----- TEXT SHOWN -----

For purposes of this subsection (e), the term employee includes a terminated,
retired, disabled, deceased, leased, or part-time employee. A beneficiary of an
individual described in this subsection (e) will be considered to be a Key
Employee. For purposes of subparagraph (i) of subsection (e), if there are more
than three officers of the Affiliated Group, no more than 10% of all employees
of the Affiliated Group, based on the highest number of employees within the
one-year period preceding the Determination Date, to a maximum of 50, shall be
treated as officers. In addition, for purposes of subparagraph (i) of subsection
(e), individuals performing executive functions for sole proprietorships,
partnerships, associations and trusts which are members of the

                                       62

<PAGE>

Affiliated Group shall be treated as officers. For purposes of subparagraph (ii)
of this subsection (e), if two employees or self-employed individuals have the
same ownership interest in the Affiliated Group, the employee or self-employed
individual having the larger annual compensation for the year during any part of
which that ownership interest existed shall be treated as having a larger
ownership interest. In determining ownership, the constructive ownership
provisions of section 318 of the Code shall be applied by utilizing a 5% test in
lieu of the 50% test set forth in subsection (a)(2)(C) thereof. The aggregation
rules of section 414(b), (c), (m) or (o) of the Code shall not apply for
purposes of determining ownership.

                (f) "Non-Key Employee" means any employee who is not a Key
Employee.

                (g) "Earnings" shall be defined as amounts paid or accrued by
any member of the Affiliated Group for a Limitation Year, including salary and
wages, overtime pay, bonuses, commissions, and taxable fringe benefits; but
shall not include amounts contributed by the Company (including elected amounts
deferred under an arrangement described in section 401(k) of the Code) under the
Plan or any other plan of the Affiliated Group or any nonqualified fringe
benefits which are nontaxable to employees. Except for purposes of determining
status as a Key Employee under Section 18.1(e), an employee's Earnings shall be
deemed not to exceed $200,000, as provided under EGTRRA `01, subject to any
adjustments to reflect increases in the cost of living determined by the
Secretary of Treasury effective for Plan Years beginning on or after January 1,
2002. For Plan Years beginning prior to 2002 and after 1993, $150,000 shall be
substituted for $200,00 in the preceding sentence.

-----

In the plan provisions on Key Employees, what percentage test is used instead of the 50% test when the constructive ownership rules of section 318 of the Code are applied?

----- SUPPLIED MATERIAL -----

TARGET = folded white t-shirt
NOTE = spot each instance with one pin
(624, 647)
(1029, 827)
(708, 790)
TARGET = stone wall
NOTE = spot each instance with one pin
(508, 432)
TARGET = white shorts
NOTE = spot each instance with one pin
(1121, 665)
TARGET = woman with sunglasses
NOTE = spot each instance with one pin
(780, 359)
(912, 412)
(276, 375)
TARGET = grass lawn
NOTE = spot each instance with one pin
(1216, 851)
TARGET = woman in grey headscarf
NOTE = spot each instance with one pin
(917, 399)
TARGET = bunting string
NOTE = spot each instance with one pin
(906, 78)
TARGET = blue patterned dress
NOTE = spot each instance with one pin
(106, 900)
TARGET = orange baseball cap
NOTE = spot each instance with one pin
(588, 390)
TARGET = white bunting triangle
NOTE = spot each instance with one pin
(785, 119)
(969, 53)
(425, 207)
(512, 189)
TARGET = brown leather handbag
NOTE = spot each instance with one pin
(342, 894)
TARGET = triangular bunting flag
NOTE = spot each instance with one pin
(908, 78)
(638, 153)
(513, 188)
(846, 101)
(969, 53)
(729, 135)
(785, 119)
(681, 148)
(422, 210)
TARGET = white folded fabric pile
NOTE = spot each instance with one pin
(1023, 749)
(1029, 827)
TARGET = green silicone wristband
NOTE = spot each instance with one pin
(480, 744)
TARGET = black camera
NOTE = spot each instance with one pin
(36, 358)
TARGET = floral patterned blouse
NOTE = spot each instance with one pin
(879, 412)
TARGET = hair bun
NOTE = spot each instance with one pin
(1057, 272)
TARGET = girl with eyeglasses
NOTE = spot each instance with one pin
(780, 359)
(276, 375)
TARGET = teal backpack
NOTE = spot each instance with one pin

-----

▶ **RESPONSE BELOW**: A 5% test.